HDU 1250-Hat's Fibonacci

Hat's Fibonacci

Time Limit: 2000/1000 MS (Java/Others)    Memory Limit: 65536/32768 K (Java/Others)
Total Submission(s): 4730    Accepted Submission(s): 1610

Problem Description

A Fibonacci sequence is calculated by adding the previous two members the sequence, with the first two members being both 1.
F(1) = 1, F(2) = 1, F(3) = 1,F(4) = 1, F(n>4) = F(n - 1) + F(n-2) + F(n-3) + F(n-4)
Your task is to take a number as input, and print that Fibonacci number.

 

 

Input

Each line will contain an integers. Process to end of file.

 

 

Output

For each case, output the result in a line.

 

 

Sample Input

100

 

 

Sample Output

4203968145672990846840663646





Note:

No generated Fibonacci number in excess of 2005 digits will be in the test data, ie. F(20) = 66526 has 5 digits.

Output

For each case, output the result in a line.

 

题目给出公式
F(1) = 1, F(2) = 1, F(3) = 1,F(4) = 1, F(n>4) = F(n - 1) + F(n-2) + F(n-3) + F(n-4)，然后给出n，要求出F[n]，数据比较大，要用到大数运算

AC code:

#include<iostream>

#include<cstdlib>

#include<cstring>

#include<algorithm>



using namespace std;



int f[4][2100];

int ans[2100];



int main()

{

    int N;



    while(cin>>N)

    {

        if(N<=4)

        {

            cout<<"1"<<endl;

            continue;

        }

        memset(f,0,sizeof f);

        memset(ans,0,sizeof ans);

        f[0][0]=f[1][0]=f[2][0]=f[3][0]=1;

        int len=1;

        for(int i=4;i<N;i++)

::::

> Objective
In the Hat's Fibonacci problem statement, what digit limit does the note set for numbers in the test data?

> Raw records

::::

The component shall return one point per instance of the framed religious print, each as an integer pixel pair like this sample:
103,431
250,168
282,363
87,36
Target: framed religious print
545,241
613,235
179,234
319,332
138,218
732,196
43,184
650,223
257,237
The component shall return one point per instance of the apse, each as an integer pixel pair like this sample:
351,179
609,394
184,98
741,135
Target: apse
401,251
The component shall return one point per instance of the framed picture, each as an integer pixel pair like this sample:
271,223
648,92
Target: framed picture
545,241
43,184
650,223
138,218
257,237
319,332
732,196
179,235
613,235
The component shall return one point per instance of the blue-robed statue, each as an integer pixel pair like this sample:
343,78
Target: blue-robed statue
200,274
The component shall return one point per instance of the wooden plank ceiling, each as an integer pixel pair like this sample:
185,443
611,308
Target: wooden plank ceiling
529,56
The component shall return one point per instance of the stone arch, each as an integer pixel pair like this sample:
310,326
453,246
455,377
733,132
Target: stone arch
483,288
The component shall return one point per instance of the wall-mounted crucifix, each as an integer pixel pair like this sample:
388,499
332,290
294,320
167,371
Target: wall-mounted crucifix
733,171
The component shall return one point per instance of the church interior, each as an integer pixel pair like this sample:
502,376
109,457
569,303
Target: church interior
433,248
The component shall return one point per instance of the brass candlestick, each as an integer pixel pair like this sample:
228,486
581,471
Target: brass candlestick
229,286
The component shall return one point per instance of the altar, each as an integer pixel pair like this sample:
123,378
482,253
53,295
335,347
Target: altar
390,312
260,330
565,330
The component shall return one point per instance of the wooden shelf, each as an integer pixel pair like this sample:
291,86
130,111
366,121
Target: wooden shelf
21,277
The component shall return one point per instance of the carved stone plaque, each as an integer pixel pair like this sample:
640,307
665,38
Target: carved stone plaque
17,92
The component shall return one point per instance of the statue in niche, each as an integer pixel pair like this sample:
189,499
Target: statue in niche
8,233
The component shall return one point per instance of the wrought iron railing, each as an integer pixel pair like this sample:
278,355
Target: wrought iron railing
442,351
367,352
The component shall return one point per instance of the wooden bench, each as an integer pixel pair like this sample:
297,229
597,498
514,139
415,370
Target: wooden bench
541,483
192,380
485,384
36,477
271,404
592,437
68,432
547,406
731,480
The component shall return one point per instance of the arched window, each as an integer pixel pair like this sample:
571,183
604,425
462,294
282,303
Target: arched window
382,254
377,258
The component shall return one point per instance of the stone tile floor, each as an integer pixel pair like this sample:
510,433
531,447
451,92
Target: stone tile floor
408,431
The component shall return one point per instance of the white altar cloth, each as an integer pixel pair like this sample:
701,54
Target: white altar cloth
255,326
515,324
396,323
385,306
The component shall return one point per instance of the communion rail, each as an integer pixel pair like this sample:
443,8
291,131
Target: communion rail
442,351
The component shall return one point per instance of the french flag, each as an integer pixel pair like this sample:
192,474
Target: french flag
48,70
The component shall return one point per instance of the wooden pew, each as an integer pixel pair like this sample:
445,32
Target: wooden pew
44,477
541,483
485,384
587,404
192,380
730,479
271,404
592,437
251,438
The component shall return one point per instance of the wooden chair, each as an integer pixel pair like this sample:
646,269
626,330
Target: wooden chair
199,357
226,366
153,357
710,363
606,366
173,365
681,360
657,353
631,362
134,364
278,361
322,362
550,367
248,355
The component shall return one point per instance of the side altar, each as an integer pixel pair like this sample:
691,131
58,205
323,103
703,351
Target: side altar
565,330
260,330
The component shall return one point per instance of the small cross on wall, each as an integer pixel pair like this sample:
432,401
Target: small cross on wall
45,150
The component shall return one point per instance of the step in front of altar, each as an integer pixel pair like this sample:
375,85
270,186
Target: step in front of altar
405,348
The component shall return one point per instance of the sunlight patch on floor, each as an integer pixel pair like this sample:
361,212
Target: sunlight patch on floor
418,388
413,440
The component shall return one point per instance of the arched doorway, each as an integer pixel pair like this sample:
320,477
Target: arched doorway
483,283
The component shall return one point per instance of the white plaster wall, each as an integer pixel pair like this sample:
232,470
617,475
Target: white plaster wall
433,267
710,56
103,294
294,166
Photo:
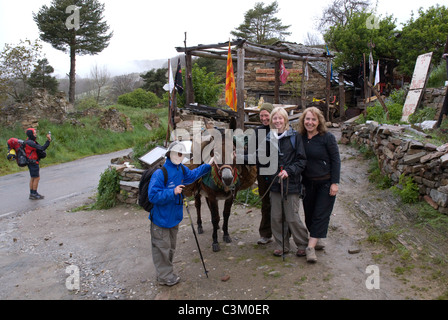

::::

> Output of the exercise
No generated Fibonacci number in the test data exceeds 2005 digits.